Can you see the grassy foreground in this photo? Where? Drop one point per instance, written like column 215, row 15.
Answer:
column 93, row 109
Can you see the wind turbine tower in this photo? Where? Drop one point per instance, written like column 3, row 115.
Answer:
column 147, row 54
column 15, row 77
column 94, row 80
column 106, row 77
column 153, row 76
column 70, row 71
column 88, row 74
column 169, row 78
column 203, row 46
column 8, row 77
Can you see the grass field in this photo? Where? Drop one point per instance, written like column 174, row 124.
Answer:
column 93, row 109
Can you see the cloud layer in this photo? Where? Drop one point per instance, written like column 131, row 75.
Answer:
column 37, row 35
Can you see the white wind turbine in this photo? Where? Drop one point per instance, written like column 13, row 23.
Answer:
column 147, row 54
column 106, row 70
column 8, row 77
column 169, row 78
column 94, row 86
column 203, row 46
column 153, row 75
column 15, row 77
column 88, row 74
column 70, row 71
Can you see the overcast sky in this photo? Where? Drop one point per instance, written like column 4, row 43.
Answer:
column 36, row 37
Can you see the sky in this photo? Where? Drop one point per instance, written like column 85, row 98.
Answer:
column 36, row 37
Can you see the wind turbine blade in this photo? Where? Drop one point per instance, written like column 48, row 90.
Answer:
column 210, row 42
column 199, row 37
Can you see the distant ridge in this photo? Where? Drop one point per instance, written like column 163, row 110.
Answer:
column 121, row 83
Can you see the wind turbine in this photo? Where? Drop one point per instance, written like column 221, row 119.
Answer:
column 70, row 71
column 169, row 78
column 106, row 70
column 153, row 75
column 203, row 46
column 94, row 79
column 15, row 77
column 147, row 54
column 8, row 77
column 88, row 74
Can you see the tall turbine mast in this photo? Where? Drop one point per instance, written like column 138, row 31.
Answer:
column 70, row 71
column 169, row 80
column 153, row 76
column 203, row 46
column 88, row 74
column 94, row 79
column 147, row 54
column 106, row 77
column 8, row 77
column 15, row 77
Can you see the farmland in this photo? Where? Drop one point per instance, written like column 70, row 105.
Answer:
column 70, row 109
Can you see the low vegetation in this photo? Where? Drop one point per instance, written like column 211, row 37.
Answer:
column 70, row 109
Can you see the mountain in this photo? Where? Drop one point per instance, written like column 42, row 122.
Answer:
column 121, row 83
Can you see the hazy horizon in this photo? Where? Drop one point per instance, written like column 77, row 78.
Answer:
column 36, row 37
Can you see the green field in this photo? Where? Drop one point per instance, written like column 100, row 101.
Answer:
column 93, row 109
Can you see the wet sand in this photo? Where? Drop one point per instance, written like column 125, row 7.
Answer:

• What this task involves
All of the entries above need to be reproduced exactly.

• Final result
Can you see the grassy foreground in this photo? Where? Drop one point per instance, written like column 215, row 15.
Answer:
column 93, row 109
Can you see the wind turbine tower in this photo? Where? Drop one point per instance, written like column 3, row 115.
Answer:
column 147, row 54
column 15, row 77
column 94, row 80
column 106, row 77
column 153, row 76
column 70, row 71
column 88, row 74
column 169, row 78
column 203, row 46
column 8, row 77
Can you see the grass field in this photo? Where? Drop one point per instance, written like column 174, row 124.
Answer:
column 93, row 109
Can you see the cloud layer in this photo? Where? Drop one point per instance, written like column 131, row 75.
Answer:
column 37, row 35
Can you see the white wind turbine in this photo? Where? Drop one point per instance, written like column 13, row 23.
Answer:
column 147, row 54
column 106, row 70
column 8, row 77
column 169, row 78
column 94, row 86
column 203, row 46
column 153, row 75
column 15, row 77
column 88, row 74
column 70, row 71
Can you see the overcast sky in this photo? Where? Drop one point per instance, written like column 4, row 43.
Answer:
column 36, row 37
Can you see the sky in this photo? Where? Drop one point per instance, written like column 85, row 98.
Answer:
column 36, row 37
Can you see the wind turbine blade in this photo? Where? Drop one point per instance, written like column 48, row 90.
Answer:
column 210, row 42
column 199, row 37
Can you see the distant ridge in this photo? Where? Drop one point per instance, written like column 163, row 110.
Answer:
column 121, row 83
Can you see the wind turbine in this photo? Where? Drop one point per instance, written like column 221, row 119.
Answer:
column 70, row 71
column 169, row 78
column 106, row 70
column 153, row 75
column 203, row 46
column 94, row 79
column 15, row 77
column 147, row 54
column 8, row 77
column 88, row 74
Can you see the tall turbine mast in this photo? Where? Drop one point per instance, written like column 138, row 31.
Answer:
column 70, row 71
column 169, row 80
column 153, row 76
column 203, row 46
column 88, row 74
column 94, row 79
column 147, row 54
column 106, row 77
column 8, row 77
column 15, row 77
Can you see the farmland in this photo? Where? Drop one point per instance, written like column 70, row 105.
Answer:
column 70, row 109
Can you see the low vegetation in this photo? Where? Drop one point per instance, written like column 211, row 37.
Answer:
column 70, row 109
Can you see the mountain in this photo? Where? Drop one point per instance, written like column 42, row 122.
Answer:
column 121, row 83
Can you see the hazy horizon in this photo? Where? Drop one point per instance, written like column 77, row 78.
Answer:
column 36, row 37
Can you see the green field in this photo? Where? Drop one point per instance, written like column 100, row 101.
Answer:
column 93, row 109
Can you see the wet sand in this photo? Where? Drop one point per instance, written like column 125, row 7.
Answer:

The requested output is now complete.